### Excerpt to read
Joining Multiple Feature Groups#

Combine data from multiple Feature Groups:

SELECT 
    fg1.user_id,
    fg1.user_features,
    fg2.transaction_features
FROM delta.<project_name>_featurestore.user_features fg1
JOIN delta.<project_name>_featurestore.transaction_features fg2
    ON fg1.user_id = fg2.user_id
WHERE fg1.created_date >= CURRENT_DATE - INTERVAL '30' DAY
LIMIT 100

Performance Tips#

Query Optimization#

  • Use selective filters: Filter data as early as possible in queries
  • Limit result sets: Always use LIMIT to prevent excessive data transfers
  • Use partition pruning: Filter on partition columns when possible to reduce the amount of data scanned
  • Avoid SELECT *: Select only the columns you need
  • Use statistics and compaction where applicable: Keep table metadata and file layouts optimized for faster queries

Chart Performance#

  • Reduce data points: Use aggregation to reduce the number of data points
  • Enable caching: Cache chart results for frequently accessed dashboards
  • Set appropriate refresh intervals: Don't refresh more frequently than necessary
  • Use time-based filters: Limit data to relevant time periods

Troubleshooting#

Common Issues#

Cannot see my Feature Groups:

  • Verify you are connected to the correct database and schema
  • Ensure you have appropriate project permissions
  • Refresh the schema list if Feature Groups were recently created

Queries timing out:

  • Reduce the amount of data being queried using filters
  • Add LIMIT clauses to restrict result set size
  • Break complex queries into smaller steps
  • Contact your administrator about timeout settings

Charts not loading:

  • Check that the underlying dataset is still available
  • Verify you have permissions to access the data source
  • Refresh the page or clear browser cache
  • Check query filters for errors

Dashboard filters not working:

  • Ensure filters are properly connected to charts
  • Verify filter types match the chart data types
  • Check for filter conflicts or invalid filter combinations

Trino table type error:

trino error: TrinoExternalError(type=EXTERNAL, name=UNSUPPORTED_TABLE_TYPE,
message="Cannot query Delta Lake table '<project_name>_featurestore.<table_name>'",
query_id=20260414_155131_00049_qgyn2)

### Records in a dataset
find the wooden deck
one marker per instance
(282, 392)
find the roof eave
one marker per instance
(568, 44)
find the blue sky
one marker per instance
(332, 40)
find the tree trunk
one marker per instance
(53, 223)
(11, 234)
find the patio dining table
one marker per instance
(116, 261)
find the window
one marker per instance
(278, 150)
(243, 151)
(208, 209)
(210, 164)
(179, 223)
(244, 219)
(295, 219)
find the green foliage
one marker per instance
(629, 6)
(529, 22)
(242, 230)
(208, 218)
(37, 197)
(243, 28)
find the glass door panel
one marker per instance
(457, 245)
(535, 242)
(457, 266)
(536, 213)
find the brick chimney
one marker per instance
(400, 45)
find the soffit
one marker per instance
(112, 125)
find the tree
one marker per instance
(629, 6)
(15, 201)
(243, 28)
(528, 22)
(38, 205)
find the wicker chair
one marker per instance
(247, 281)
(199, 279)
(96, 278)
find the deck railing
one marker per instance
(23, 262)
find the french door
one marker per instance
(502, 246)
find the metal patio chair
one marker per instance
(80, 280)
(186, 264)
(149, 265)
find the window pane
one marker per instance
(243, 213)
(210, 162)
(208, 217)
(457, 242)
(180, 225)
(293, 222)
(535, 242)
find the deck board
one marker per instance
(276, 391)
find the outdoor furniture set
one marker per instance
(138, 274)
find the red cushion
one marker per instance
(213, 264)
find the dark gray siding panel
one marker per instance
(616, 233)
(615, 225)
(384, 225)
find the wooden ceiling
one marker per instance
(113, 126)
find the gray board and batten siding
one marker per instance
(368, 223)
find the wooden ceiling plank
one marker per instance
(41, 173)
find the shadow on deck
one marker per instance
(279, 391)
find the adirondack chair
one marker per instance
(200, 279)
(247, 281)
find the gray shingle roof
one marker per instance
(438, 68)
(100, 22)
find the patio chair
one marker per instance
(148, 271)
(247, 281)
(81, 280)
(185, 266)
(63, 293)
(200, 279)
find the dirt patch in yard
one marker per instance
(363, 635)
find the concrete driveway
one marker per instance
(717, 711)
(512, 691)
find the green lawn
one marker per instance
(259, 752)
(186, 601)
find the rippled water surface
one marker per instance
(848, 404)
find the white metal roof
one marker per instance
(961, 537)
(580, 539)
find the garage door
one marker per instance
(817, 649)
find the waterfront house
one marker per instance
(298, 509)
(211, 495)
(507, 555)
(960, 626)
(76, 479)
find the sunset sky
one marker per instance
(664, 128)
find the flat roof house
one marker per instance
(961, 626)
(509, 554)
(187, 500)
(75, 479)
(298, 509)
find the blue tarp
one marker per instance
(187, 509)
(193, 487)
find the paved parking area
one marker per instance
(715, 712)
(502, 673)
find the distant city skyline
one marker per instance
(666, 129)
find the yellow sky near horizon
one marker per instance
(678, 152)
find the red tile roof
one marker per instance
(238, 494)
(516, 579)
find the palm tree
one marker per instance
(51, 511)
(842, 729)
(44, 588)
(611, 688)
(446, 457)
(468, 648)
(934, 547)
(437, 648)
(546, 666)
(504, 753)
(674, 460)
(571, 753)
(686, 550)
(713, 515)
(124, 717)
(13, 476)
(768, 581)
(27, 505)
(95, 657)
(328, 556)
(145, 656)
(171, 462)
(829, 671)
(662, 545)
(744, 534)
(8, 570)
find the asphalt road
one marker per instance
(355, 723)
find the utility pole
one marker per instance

### Work instructions
#1 Does each statement agree with the feature group query guide? Answer yes or no for each, and quote the guide's deciding words.
(a) Result sets should always be limited to prevent excessive data transfers.
(b) When charts are not loading, you should contact your administrator about timeout settings.
(c) The join example keeps only records created in the last 30 days.
#2 Substitute "correctly" for "properly" and write out the feature group query guide from "Dashboard filters not" to "query_id=20260414_155131_00049_qgyn2)".
#3 Answer these questions from the feature group query guide.
(a) On which column does the join example match the two Feature Groups?
(b) What should you refresh if Feature Groups were recently created and you cannot see them?
(c) What name does the Trino table type error carry?
You won't need the data.

### Results for the exercise
#1
(a) Yes: "Always use LIMIT to prevent excessive data transfers"
(b) No: "Contact your administrator about timeout settings" is listed under "Queries timing out:", not under "Charts not loading:"
(c) Yes: "WHERE fg1.created_date >= CURRENT_DATE - INTERVAL '30' DAY"

#2
Dashboard filters not working:

  • Ensure filters are correctly connected to charts
  • Verify filter types match the chart data types
  • Check for filter conflicts or invalid filter combinations

Trino table type error:

trino error: TrinoExternalError(type=EXTERNAL, name=UNSUPPORTED_TABLE_TYPE,
message="Cannot query Delta Lake table '<project_name>_featurestore.<table_name>'",
query_id=20260414_155131_00049_qgyn2)

#3
(a) user_id
(b) The schema list
(c) UNSUPPORTED_TABLE_TYPE